┌─ Given records
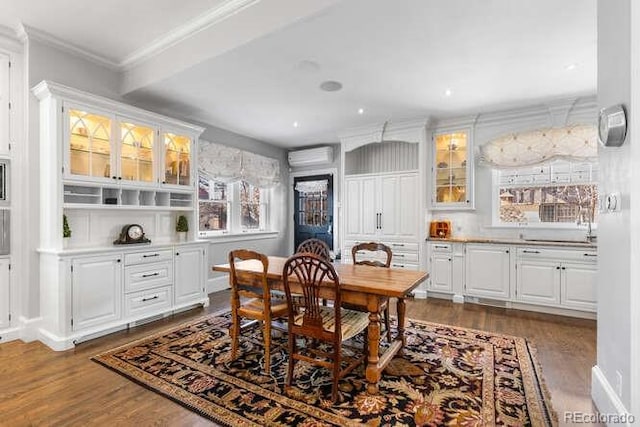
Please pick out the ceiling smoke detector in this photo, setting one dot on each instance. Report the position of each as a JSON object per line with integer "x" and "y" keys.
{"x": 331, "y": 86}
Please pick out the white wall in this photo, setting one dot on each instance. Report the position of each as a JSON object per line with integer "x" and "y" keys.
{"x": 488, "y": 126}
{"x": 617, "y": 169}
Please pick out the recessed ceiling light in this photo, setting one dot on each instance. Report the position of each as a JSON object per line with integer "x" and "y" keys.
{"x": 331, "y": 86}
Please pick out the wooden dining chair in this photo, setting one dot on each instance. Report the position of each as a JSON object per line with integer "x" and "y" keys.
{"x": 259, "y": 305}
{"x": 315, "y": 279}
{"x": 315, "y": 246}
{"x": 366, "y": 250}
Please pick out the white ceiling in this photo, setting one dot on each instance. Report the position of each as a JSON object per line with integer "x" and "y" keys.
{"x": 395, "y": 59}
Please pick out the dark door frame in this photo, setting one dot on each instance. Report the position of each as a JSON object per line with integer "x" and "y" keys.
{"x": 336, "y": 203}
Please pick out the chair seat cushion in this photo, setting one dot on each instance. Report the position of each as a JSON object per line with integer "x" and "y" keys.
{"x": 255, "y": 308}
{"x": 352, "y": 322}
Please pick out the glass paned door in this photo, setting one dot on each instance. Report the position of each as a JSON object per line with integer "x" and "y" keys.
{"x": 451, "y": 167}
{"x": 177, "y": 159}
{"x": 136, "y": 152}
{"x": 89, "y": 144}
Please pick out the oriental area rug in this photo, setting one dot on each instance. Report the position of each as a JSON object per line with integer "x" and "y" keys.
{"x": 446, "y": 376}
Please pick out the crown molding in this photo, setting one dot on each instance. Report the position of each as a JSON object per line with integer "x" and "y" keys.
{"x": 53, "y": 41}
{"x": 183, "y": 32}
{"x": 46, "y": 89}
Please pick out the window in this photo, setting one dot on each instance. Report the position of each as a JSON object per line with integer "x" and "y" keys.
{"x": 230, "y": 208}
{"x": 556, "y": 194}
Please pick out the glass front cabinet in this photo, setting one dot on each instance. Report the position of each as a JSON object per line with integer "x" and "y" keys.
{"x": 104, "y": 147}
{"x": 452, "y": 167}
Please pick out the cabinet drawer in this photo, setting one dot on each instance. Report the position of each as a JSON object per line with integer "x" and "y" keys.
{"x": 404, "y": 265}
{"x": 404, "y": 257}
{"x": 149, "y": 301}
{"x": 587, "y": 255}
{"x": 146, "y": 276}
{"x": 147, "y": 257}
{"x": 402, "y": 246}
{"x": 441, "y": 247}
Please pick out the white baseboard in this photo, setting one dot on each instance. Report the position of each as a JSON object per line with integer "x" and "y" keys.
{"x": 29, "y": 328}
{"x": 605, "y": 398}
{"x": 9, "y": 334}
{"x": 217, "y": 284}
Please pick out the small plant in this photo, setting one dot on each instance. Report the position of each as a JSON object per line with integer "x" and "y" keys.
{"x": 66, "y": 230}
{"x": 182, "y": 224}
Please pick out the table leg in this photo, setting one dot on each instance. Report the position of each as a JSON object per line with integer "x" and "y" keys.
{"x": 402, "y": 309}
{"x": 373, "y": 373}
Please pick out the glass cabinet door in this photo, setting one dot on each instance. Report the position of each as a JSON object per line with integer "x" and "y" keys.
{"x": 451, "y": 169}
{"x": 177, "y": 159}
{"x": 89, "y": 144}
{"x": 136, "y": 152}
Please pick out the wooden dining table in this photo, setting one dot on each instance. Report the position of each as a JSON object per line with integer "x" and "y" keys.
{"x": 366, "y": 286}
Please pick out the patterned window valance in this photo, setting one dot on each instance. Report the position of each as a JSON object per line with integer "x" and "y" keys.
{"x": 312, "y": 186}
{"x": 226, "y": 164}
{"x": 578, "y": 142}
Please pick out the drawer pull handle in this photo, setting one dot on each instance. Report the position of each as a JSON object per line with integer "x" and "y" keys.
{"x": 151, "y": 275}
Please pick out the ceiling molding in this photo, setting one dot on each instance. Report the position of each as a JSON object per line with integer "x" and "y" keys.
{"x": 53, "y": 41}
{"x": 183, "y": 32}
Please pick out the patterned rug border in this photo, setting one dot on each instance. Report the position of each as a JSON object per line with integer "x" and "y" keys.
{"x": 526, "y": 349}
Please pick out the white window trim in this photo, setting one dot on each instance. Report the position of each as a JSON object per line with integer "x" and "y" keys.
{"x": 234, "y": 225}
{"x": 495, "y": 215}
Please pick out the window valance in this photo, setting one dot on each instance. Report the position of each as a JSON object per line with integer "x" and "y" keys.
{"x": 312, "y": 186}
{"x": 227, "y": 164}
{"x": 577, "y": 143}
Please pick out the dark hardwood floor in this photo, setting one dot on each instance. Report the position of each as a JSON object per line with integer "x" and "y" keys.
{"x": 43, "y": 387}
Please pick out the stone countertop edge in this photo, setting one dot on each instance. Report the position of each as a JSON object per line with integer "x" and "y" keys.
{"x": 570, "y": 244}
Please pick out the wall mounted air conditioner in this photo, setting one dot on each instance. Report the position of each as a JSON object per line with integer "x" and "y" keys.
{"x": 311, "y": 157}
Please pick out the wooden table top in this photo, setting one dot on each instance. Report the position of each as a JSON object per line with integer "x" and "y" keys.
{"x": 389, "y": 282}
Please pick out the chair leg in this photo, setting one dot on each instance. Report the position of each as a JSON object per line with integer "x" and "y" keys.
{"x": 292, "y": 360}
{"x": 336, "y": 376}
{"x": 235, "y": 334}
{"x": 266, "y": 331}
{"x": 387, "y": 322}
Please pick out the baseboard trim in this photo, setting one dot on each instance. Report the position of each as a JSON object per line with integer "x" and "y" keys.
{"x": 29, "y": 328}
{"x": 605, "y": 398}
{"x": 217, "y": 284}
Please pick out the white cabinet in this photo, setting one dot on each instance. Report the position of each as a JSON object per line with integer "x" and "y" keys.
{"x": 4, "y": 104}
{"x": 441, "y": 271}
{"x": 189, "y": 273}
{"x": 578, "y": 285}
{"x": 5, "y": 320}
{"x": 96, "y": 288}
{"x": 452, "y": 169}
{"x": 537, "y": 281}
{"x": 557, "y": 277}
{"x": 382, "y": 207}
{"x": 487, "y": 271}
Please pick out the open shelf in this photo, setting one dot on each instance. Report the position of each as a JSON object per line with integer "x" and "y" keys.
{"x": 109, "y": 196}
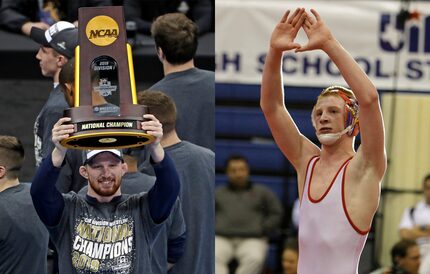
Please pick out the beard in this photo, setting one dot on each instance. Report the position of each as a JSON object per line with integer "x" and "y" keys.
{"x": 105, "y": 189}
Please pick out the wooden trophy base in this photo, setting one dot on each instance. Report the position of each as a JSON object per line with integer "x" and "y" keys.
{"x": 122, "y": 131}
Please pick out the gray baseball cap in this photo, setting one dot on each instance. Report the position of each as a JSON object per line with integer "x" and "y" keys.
{"x": 62, "y": 37}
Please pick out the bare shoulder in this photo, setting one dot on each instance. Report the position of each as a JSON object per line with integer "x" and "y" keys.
{"x": 363, "y": 169}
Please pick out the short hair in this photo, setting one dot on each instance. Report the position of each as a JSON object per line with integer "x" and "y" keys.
{"x": 177, "y": 36}
{"x": 400, "y": 249}
{"x": 161, "y": 106}
{"x": 235, "y": 157}
{"x": 11, "y": 155}
{"x": 351, "y": 107}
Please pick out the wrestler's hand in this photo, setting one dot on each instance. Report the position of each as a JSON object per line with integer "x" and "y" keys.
{"x": 60, "y": 131}
{"x": 318, "y": 33}
{"x": 285, "y": 32}
{"x": 153, "y": 127}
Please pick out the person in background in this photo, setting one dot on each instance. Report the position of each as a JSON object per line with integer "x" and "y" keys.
{"x": 144, "y": 12}
{"x": 21, "y": 15}
{"x": 57, "y": 46}
{"x": 247, "y": 214}
{"x": 196, "y": 168}
{"x": 23, "y": 237}
{"x": 415, "y": 225}
{"x": 405, "y": 258}
{"x": 192, "y": 89}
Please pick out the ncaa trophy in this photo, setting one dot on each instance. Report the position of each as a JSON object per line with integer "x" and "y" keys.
{"x": 105, "y": 112}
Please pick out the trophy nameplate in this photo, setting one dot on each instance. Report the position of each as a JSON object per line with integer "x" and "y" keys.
{"x": 105, "y": 112}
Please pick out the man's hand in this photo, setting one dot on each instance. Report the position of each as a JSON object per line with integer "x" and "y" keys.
{"x": 153, "y": 127}
{"x": 317, "y": 31}
{"x": 285, "y": 32}
{"x": 26, "y": 27}
{"x": 59, "y": 133}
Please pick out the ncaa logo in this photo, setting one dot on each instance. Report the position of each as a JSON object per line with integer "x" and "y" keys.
{"x": 415, "y": 38}
{"x": 102, "y": 30}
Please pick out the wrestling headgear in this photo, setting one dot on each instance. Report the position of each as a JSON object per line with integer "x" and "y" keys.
{"x": 351, "y": 114}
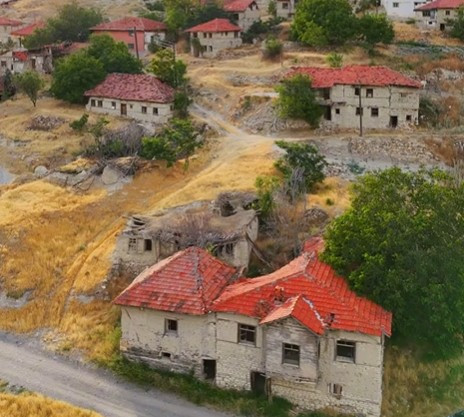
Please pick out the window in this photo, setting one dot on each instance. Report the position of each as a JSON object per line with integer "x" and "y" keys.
{"x": 170, "y": 326}
{"x": 345, "y": 351}
{"x": 291, "y": 354}
{"x": 132, "y": 244}
{"x": 148, "y": 245}
{"x": 246, "y": 334}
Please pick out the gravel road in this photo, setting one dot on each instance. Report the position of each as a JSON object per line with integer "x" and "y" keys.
{"x": 25, "y": 364}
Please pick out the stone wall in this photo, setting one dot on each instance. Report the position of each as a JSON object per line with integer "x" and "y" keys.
{"x": 134, "y": 109}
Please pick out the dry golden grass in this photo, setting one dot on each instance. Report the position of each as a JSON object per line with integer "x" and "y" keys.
{"x": 34, "y": 405}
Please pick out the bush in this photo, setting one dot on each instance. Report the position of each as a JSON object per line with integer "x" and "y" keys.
{"x": 272, "y": 48}
{"x": 297, "y": 100}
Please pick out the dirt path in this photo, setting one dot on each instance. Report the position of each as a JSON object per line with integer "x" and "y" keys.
{"x": 25, "y": 365}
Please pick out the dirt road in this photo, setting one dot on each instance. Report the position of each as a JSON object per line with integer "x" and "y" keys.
{"x": 26, "y": 365}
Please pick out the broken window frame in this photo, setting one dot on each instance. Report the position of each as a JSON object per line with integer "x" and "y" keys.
{"x": 246, "y": 334}
{"x": 343, "y": 349}
{"x": 291, "y": 354}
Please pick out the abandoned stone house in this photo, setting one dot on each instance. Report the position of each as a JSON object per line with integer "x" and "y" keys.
{"x": 376, "y": 97}
{"x": 228, "y": 234}
{"x": 139, "y": 96}
{"x": 6, "y": 27}
{"x": 136, "y": 32}
{"x": 243, "y": 12}
{"x": 438, "y": 14}
{"x": 298, "y": 333}
{"x": 207, "y": 39}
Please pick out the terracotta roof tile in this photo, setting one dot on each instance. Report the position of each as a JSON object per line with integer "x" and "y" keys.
{"x": 215, "y": 25}
{"x": 355, "y": 75}
{"x": 136, "y": 87}
{"x": 306, "y": 279}
{"x": 187, "y": 282}
{"x": 128, "y": 23}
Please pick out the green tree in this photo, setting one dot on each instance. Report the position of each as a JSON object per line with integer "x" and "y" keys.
{"x": 320, "y": 22}
{"x": 30, "y": 83}
{"x": 168, "y": 69}
{"x": 457, "y": 25}
{"x": 401, "y": 244}
{"x": 114, "y": 56}
{"x": 304, "y": 158}
{"x": 297, "y": 100}
{"x": 76, "y": 74}
{"x": 177, "y": 140}
{"x": 376, "y": 28}
{"x": 72, "y": 23}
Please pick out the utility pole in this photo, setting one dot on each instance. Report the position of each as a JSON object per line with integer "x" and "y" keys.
└─
Only the lines from the one containing "Please pick out the bush" through the last line of the records belong in the answer, each written out exactly.

→ **Reply to the task**:
Please pick out the bush in this photo, setting one dot on each instance. Report the position of each as a JSON object per line with integer "x" and "y" keys.
{"x": 272, "y": 48}
{"x": 297, "y": 100}
Please pick out the dirt path in this photo, setting one dot on each instance. Report the position of each as a JSON object per line with integer "x" and "y" keys.
{"x": 25, "y": 365}
Please pick out the dirt road in this photo, setting one dot on each instance. Report the position of each as a JSON object per line with integer "x" and "y" keys.
{"x": 26, "y": 365}
Please pick out the broken window frame in this photo, setting one dot on each instance. Report the position of each as a JSON object per line with integer "x" and "y" keys.
{"x": 246, "y": 334}
{"x": 343, "y": 349}
{"x": 291, "y": 354}
Please pick out the abandoned stone house in this photo, setting one dot on each instance. Report the position of each as a JSON object per line with integer "x" and "y" keys.
{"x": 376, "y": 97}
{"x": 228, "y": 234}
{"x": 139, "y": 96}
{"x": 6, "y": 27}
{"x": 136, "y": 32}
{"x": 243, "y": 12}
{"x": 438, "y": 14}
{"x": 298, "y": 333}
{"x": 207, "y": 39}
Please pick out the terracotta roof tile in this photo, setting one dot on each instance. Report the position of each as a JSON object per line with integer "x" and "y" keys.
{"x": 215, "y": 25}
{"x": 355, "y": 75}
{"x": 136, "y": 87}
{"x": 306, "y": 279}
{"x": 187, "y": 282}
{"x": 128, "y": 23}
Please pick out the green tree in this photo, setting one dot on each instance. Report the position of each as a JSON object per line with integer "x" and "y" keys.
{"x": 320, "y": 22}
{"x": 30, "y": 83}
{"x": 168, "y": 69}
{"x": 457, "y": 25}
{"x": 401, "y": 244}
{"x": 114, "y": 56}
{"x": 304, "y": 158}
{"x": 297, "y": 100}
{"x": 76, "y": 74}
{"x": 177, "y": 140}
{"x": 376, "y": 28}
{"x": 72, "y": 23}
Please pick out the utility pole in this photo, setting one dot on each instance. Report the position of each as a JSON object per line with integer "x" and "y" keys.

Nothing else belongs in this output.